● **Aim**:
Lay out each line of the records below as a Markdown table with the columns Row and Text, numbering the rows and skipping blank lines. Leave the pictures out.

● **Dataset excerpts**:
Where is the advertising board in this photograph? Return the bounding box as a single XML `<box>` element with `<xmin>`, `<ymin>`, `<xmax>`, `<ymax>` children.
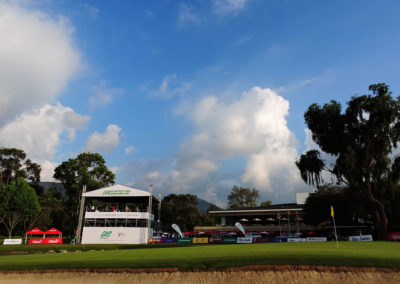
<box><xmin>82</xmin><ymin>227</ymin><xmax>153</xmax><ymax>244</ymax></box>
<box><xmin>147</xmin><ymin>238</ymin><xmax>162</xmax><ymax>244</ymax></box>
<box><xmin>193</xmin><ymin>238</ymin><xmax>208</xmax><ymax>244</ymax></box>
<box><xmin>237</xmin><ymin>237</ymin><xmax>253</xmax><ymax>244</ymax></box>
<box><xmin>387</xmin><ymin>232</ymin><xmax>400</xmax><ymax>241</ymax></box>
<box><xmin>287</xmin><ymin>238</ymin><xmax>307</xmax><ymax>243</ymax></box>
<box><xmin>349</xmin><ymin>235</ymin><xmax>373</xmax><ymax>242</ymax></box>
<box><xmin>3</xmin><ymin>239</ymin><xmax>22</xmax><ymax>245</ymax></box>
<box><xmin>307</xmin><ymin>237</ymin><xmax>327</xmax><ymax>242</ymax></box>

● **Output below**:
| Row | Text |
|---|---|
| 1 | Where is the advertising board in this photograph? Return the bounding box as a single XML `<box>` element with `<xmin>`, `<ymin>`, `<xmax>`, `<ymax>` children. |
| 2 | <box><xmin>82</xmin><ymin>227</ymin><xmax>153</xmax><ymax>244</ymax></box> |
| 3 | <box><xmin>147</xmin><ymin>238</ymin><xmax>162</xmax><ymax>244</ymax></box> |
| 4 | <box><xmin>193</xmin><ymin>238</ymin><xmax>208</xmax><ymax>244</ymax></box> |
| 5 | <box><xmin>237</xmin><ymin>237</ymin><xmax>253</xmax><ymax>244</ymax></box> |
| 6 | <box><xmin>387</xmin><ymin>232</ymin><xmax>400</xmax><ymax>241</ymax></box> |
| 7 | <box><xmin>287</xmin><ymin>238</ymin><xmax>307</xmax><ymax>243</ymax></box> |
| 8 | <box><xmin>349</xmin><ymin>235</ymin><xmax>373</xmax><ymax>242</ymax></box> |
| 9 | <box><xmin>3</xmin><ymin>239</ymin><xmax>22</xmax><ymax>245</ymax></box> |
| 10 | <box><xmin>307</xmin><ymin>237</ymin><xmax>327</xmax><ymax>242</ymax></box> |